THE EXERCISE → Rewrite the entries in the part that opens with the line containing "the horse front" and closes with the line containing "of the cloud", substituting "central point" for every "innermost point" and leaving everything else unchanged.

** start GIVEN INFORMATION **

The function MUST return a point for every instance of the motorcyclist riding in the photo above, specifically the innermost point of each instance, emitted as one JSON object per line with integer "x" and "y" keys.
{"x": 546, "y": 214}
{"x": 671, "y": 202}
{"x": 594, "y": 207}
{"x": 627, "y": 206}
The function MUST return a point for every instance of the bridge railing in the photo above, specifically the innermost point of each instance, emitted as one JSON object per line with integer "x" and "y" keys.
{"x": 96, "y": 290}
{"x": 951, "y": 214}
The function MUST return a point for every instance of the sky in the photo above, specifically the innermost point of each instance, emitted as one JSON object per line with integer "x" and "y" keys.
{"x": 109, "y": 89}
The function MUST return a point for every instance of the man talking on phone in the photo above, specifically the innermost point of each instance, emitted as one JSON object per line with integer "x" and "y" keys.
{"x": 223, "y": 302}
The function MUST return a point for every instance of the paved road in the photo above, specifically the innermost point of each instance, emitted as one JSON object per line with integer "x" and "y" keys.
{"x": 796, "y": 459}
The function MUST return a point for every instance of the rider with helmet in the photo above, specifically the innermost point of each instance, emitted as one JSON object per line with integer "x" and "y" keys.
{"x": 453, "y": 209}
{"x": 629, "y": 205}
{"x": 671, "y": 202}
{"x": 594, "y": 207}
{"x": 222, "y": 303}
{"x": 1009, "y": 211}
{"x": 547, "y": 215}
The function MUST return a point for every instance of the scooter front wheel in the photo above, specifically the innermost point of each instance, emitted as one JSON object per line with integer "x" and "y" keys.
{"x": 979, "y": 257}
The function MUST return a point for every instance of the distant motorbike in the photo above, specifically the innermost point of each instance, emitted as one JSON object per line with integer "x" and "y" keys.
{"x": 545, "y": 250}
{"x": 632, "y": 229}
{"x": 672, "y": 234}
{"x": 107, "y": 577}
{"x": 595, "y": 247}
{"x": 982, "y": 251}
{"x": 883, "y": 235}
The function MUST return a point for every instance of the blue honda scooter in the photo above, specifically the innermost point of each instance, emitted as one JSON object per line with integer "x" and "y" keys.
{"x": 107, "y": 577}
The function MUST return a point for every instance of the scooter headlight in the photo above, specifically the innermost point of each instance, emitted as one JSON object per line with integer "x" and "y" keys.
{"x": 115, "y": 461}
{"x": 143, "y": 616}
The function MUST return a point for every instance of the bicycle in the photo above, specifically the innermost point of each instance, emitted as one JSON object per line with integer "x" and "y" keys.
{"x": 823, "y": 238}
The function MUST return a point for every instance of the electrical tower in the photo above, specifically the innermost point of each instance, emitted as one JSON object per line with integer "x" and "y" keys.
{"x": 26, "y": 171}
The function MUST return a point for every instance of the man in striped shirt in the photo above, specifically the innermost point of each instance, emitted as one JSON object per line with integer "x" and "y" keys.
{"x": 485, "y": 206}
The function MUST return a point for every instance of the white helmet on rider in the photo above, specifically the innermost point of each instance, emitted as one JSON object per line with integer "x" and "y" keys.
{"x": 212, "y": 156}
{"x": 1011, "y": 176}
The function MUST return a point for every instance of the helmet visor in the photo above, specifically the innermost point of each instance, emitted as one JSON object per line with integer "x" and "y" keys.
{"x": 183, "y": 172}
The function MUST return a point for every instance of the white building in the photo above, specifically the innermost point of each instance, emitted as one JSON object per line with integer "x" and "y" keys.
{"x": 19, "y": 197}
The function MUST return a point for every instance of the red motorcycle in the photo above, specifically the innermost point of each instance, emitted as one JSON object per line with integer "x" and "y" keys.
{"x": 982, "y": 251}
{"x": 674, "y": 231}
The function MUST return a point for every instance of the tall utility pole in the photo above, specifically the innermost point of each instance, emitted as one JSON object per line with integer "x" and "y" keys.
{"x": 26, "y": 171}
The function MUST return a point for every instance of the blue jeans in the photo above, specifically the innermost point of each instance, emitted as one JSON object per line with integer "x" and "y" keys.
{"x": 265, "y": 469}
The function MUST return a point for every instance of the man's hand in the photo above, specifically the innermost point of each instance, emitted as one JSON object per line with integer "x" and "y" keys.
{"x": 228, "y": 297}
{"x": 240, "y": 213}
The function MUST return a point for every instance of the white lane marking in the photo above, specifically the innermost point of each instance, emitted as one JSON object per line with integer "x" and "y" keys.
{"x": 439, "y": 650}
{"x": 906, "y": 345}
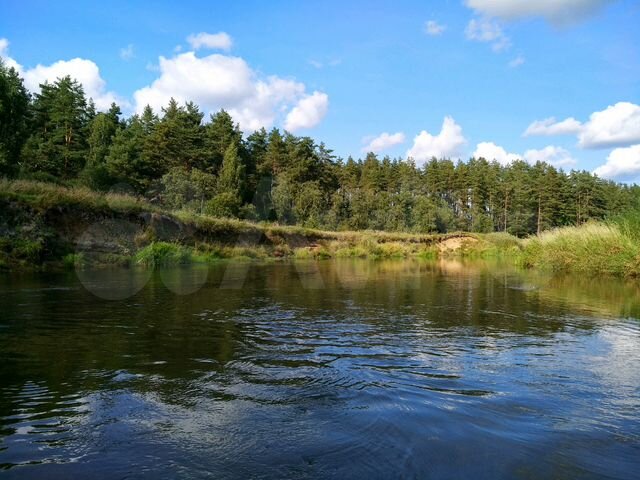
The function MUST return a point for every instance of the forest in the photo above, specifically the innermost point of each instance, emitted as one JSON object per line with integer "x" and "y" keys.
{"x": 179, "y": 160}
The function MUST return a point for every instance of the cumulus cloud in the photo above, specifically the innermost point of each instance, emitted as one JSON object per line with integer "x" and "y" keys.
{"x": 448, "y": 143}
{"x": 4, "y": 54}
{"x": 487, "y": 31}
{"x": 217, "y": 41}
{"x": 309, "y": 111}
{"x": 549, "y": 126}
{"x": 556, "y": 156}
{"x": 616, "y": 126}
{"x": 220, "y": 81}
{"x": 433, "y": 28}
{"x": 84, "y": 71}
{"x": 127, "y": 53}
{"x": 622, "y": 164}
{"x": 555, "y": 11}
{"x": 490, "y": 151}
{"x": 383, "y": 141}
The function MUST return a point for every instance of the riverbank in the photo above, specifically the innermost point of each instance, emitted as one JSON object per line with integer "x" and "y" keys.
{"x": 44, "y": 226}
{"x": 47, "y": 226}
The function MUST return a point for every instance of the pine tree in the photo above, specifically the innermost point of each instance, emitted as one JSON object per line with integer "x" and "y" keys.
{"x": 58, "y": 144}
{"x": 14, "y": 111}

** end GIVEN INFORMATION **
** start GIVEN INFORMATION **

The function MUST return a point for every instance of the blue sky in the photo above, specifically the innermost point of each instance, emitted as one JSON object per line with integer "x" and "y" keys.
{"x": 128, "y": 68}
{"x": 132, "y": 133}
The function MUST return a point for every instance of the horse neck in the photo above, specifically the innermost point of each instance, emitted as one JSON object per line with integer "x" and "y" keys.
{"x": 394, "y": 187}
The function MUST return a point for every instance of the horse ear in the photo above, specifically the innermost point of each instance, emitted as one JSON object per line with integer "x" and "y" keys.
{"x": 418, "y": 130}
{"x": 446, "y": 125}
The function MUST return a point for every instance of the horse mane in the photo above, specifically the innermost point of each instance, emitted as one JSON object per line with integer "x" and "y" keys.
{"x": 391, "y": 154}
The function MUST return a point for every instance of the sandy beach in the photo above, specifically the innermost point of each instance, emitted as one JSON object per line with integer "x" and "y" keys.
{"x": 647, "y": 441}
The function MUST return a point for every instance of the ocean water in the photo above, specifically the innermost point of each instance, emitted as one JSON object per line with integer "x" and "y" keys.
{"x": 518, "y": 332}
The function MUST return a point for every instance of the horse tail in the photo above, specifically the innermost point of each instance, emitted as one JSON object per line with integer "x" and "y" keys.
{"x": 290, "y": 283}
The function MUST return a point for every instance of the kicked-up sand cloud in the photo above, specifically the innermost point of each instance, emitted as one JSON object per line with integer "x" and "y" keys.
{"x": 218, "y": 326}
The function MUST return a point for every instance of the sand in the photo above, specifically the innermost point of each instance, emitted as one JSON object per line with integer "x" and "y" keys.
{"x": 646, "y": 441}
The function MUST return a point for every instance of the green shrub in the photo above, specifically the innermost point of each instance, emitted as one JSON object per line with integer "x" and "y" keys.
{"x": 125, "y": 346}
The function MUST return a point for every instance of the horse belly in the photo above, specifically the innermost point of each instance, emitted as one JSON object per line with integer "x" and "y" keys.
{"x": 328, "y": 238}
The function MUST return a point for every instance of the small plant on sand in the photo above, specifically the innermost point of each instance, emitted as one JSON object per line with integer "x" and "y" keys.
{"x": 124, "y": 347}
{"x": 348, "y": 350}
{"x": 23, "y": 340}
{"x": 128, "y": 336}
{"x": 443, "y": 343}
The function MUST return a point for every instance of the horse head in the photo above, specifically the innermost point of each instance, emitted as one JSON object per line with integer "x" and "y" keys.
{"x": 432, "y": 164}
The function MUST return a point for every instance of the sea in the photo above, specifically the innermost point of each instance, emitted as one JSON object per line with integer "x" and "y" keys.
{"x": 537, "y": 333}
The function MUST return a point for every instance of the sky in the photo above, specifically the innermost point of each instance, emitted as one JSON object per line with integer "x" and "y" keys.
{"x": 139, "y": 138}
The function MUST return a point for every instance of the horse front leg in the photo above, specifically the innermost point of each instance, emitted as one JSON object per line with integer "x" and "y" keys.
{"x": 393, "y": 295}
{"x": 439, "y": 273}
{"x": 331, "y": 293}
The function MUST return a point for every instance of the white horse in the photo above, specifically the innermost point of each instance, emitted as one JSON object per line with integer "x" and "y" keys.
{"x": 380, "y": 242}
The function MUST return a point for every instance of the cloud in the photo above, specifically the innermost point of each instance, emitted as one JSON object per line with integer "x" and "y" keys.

** end GIVEN INFORMATION **

RESULT FOR THIS EXERCISE →
The function MUST return a point for every instance of the horse front leg in the photo above, specifically the central point of each instance, emitted as one JSON object per line with integer "x" and "y" keys.
{"x": 393, "y": 295}
{"x": 439, "y": 273}
{"x": 331, "y": 293}
The function MUST return a point for every instance of the white horse in the photo above, specifically the central point of each instance, emitted as one JSON object per line with integer "x" and "y" keys.
{"x": 380, "y": 242}
The function MUST return a point for every instance of the cloud in the photo above, specifically the central point of each instance, emitted as one JSON object per line with integer "x" and "y" keys.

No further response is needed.